→ TASK TO CARRY OUT:
Once the line with "Category: pole crossarm" is found in the entries below, print it and each following line exactly, stopping after the line with "Category: green stem"; print nothing else.

* * * * *

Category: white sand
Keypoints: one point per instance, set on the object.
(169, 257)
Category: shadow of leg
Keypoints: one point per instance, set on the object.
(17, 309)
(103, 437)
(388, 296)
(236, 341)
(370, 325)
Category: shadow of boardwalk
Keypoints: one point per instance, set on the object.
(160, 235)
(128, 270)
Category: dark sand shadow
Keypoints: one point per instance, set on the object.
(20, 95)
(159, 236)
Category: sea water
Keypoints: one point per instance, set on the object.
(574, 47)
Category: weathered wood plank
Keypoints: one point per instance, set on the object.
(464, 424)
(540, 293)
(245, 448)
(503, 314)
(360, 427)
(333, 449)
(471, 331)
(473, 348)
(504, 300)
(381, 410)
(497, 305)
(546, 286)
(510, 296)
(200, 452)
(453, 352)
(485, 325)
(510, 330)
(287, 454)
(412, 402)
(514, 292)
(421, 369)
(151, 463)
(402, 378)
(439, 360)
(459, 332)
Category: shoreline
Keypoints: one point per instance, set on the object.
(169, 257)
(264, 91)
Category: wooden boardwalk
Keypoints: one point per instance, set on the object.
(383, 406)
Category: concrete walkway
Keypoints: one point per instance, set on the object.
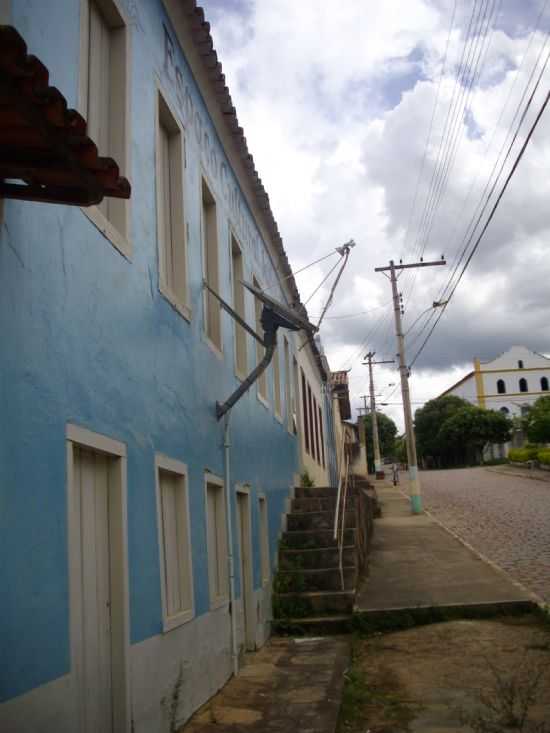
(289, 685)
(416, 563)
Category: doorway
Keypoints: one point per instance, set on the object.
(245, 554)
(99, 624)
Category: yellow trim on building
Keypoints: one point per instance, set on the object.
(479, 383)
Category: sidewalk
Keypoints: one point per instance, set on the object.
(416, 563)
(289, 685)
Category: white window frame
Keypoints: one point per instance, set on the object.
(77, 436)
(263, 531)
(216, 348)
(177, 214)
(121, 240)
(263, 396)
(164, 463)
(220, 599)
(240, 374)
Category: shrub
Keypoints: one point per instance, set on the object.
(519, 455)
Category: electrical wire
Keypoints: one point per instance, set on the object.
(489, 219)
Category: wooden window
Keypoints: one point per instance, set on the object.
(260, 350)
(239, 305)
(288, 401)
(311, 422)
(321, 437)
(264, 540)
(305, 413)
(211, 266)
(316, 425)
(104, 99)
(217, 541)
(175, 544)
(170, 209)
(277, 382)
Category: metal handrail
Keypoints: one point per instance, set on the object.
(340, 466)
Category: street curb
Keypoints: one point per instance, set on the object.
(535, 598)
(517, 475)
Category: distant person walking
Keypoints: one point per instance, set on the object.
(395, 473)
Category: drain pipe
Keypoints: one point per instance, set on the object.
(270, 340)
(230, 558)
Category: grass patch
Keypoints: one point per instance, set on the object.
(371, 701)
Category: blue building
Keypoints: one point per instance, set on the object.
(115, 475)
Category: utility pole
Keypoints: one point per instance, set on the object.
(375, 438)
(416, 497)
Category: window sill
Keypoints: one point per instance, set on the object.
(173, 622)
(101, 223)
(262, 400)
(182, 308)
(219, 602)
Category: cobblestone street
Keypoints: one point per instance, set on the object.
(505, 517)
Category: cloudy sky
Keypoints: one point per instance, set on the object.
(383, 122)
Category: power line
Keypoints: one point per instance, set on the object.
(489, 219)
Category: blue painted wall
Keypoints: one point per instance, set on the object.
(88, 339)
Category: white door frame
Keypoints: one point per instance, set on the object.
(80, 437)
(245, 556)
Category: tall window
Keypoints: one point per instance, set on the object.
(277, 382)
(217, 541)
(260, 350)
(239, 305)
(288, 405)
(305, 413)
(322, 437)
(316, 428)
(170, 213)
(264, 540)
(211, 266)
(104, 90)
(177, 587)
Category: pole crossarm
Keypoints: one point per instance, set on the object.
(393, 269)
(400, 266)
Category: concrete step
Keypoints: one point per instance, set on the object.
(320, 504)
(316, 520)
(313, 603)
(314, 625)
(315, 538)
(320, 579)
(323, 557)
(315, 492)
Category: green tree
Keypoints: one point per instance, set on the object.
(470, 429)
(428, 420)
(387, 430)
(537, 421)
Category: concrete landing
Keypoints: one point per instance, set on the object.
(289, 685)
(416, 563)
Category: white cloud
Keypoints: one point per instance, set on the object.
(339, 146)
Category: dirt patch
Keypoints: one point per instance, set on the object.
(467, 675)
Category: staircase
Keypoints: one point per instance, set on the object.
(308, 594)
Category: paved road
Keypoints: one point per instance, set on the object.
(506, 518)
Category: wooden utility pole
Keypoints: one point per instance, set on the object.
(374, 418)
(392, 268)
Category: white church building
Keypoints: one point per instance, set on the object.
(510, 383)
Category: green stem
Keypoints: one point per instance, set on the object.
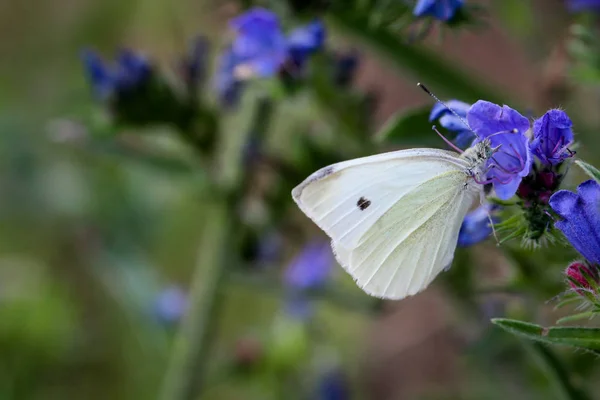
(187, 368)
(557, 374)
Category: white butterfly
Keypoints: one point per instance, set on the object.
(394, 218)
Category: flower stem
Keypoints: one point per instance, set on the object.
(184, 376)
(187, 368)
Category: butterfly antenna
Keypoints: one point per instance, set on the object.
(449, 143)
(464, 121)
(493, 229)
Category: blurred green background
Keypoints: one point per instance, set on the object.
(92, 234)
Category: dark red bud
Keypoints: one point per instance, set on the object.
(547, 180)
(579, 274)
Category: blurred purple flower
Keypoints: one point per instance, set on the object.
(259, 46)
(581, 276)
(442, 10)
(304, 41)
(170, 305)
(513, 160)
(476, 225)
(464, 136)
(311, 268)
(228, 87)
(261, 49)
(194, 63)
(551, 135)
(580, 213)
(346, 66)
(583, 5)
(129, 71)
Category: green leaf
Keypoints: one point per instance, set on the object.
(583, 338)
(407, 124)
(589, 169)
(576, 317)
(425, 66)
(557, 374)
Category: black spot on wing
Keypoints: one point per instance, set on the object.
(363, 203)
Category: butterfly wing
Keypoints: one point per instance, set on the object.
(393, 218)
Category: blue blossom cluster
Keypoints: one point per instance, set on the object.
(309, 270)
(527, 162)
(579, 215)
(136, 93)
(583, 5)
(261, 49)
(443, 10)
(127, 73)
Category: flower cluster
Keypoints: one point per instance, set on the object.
(443, 10)
(136, 93)
(527, 161)
(309, 270)
(261, 49)
(583, 5)
(580, 218)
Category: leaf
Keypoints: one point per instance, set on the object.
(424, 65)
(557, 373)
(589, 169)
(583, 338)
(406, 124)
(576, 317)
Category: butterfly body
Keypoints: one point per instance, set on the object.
(394, 218)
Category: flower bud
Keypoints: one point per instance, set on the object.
(581, 277)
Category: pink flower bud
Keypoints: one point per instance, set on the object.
(580, 274)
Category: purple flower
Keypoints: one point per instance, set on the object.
(129, 71)
(171, 304)
(476, 225)
(345, 68)
(580, 213)
(506, 128)
(194, 63)
(464, 136)
(260, 46)
(583, 5)
(442, 10)
(311, 268)
(304, 41)
(551, 135)
(333, 385)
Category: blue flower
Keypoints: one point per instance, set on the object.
(551, 135)
(171, 304)
(583, 5)
(476, 225)
(464, 136)
(345, 68)
(195, 62)
(311, 268)
(442, 10)
(259, 47)
(304, 41)
(227, 86)
(333, 385)
(506, 128)
(129, 71)
(580, 213)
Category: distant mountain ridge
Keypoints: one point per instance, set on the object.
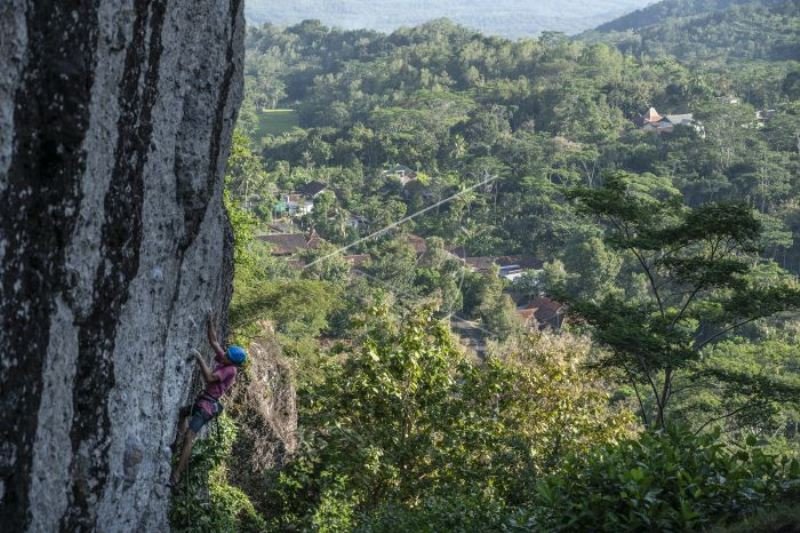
(657, 13)
(716, 31)
(507, 18)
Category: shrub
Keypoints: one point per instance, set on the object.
(672, 481)
(205, 501)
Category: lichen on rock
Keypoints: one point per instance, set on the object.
(115, 124)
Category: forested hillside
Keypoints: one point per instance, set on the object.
(509, 18)
(533, 285)
(709, 30)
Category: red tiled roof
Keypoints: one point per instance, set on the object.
(546, 312)
(418, 243)
(290, 243)
(357, 261)
(486, 263)
(652, 116)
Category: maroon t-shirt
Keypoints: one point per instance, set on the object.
(227, 375)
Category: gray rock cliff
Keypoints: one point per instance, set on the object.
(115, 124)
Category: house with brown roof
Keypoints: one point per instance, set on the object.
(287, 244)
(418, 243)
(401, 173)
(510, 267)
(543, 313)
(655, 122)
(313, 189)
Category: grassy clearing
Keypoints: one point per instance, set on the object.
(276, 122)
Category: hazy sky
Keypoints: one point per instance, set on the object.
(511, 18)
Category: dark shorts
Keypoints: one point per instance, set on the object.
(199, 418)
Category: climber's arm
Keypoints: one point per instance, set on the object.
(212, 336)
(208, 374)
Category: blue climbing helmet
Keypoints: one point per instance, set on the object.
(237, 355)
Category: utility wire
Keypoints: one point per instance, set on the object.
(401, 222)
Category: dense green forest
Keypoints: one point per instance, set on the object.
(409, 206)
(509, 18)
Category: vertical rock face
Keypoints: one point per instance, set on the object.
(115, 123)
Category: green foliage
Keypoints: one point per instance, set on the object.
(710, 30)
(700, 267)
(671, 481)
(205, 501)
(407, 428)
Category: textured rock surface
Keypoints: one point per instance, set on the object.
(115, 123)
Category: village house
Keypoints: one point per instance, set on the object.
(311, 190)
(543, 313)
(293, 205)
(288, 244)
(300, 203)
(653, 121)
(511, 267)
(763, 116)
(401, 173)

* * * * *

→ REPLY TO THE TASK:
Category: pole crossarm
Keypoints: one point per instance, set on the object.
(393, 269)
(400, 266)
Category: concrete step
Keypoints: one point per instance, set on the object.
(320, 504)
(316, 520)
(313, 603)
(314, 625)
(315, 538)
(320, 579)
(323, 557)
(315, 492)
Category: green tree
Keypoints: one point per instance, set on the object.
(470, 429)
(428, 420)
(387, 430)
(537, 421)
Category: concrete landing
Keypoints: one point per instance, set on the object.
(289, 685)
(416, 563)
Category: white cloud
Keypoints: one point per instance, set on the object.
(339, 146)
Category: dirt patch
Keypoints: one point per instance, set on the object.
(467, 675)
Category: staircase
Keypoints: one point per instance, set on the object.
(308, 594)
Category: paved road
Keypoints: one point per instance, set on the object.
(506, 518)
Category: wooden utility pole
Keypoints: one point per instance, set on the object.
(374, 418)
(392, 268)
Category: white church building
Keypoints: one point per instance, set on the object.
(510, 383)
Category: green stem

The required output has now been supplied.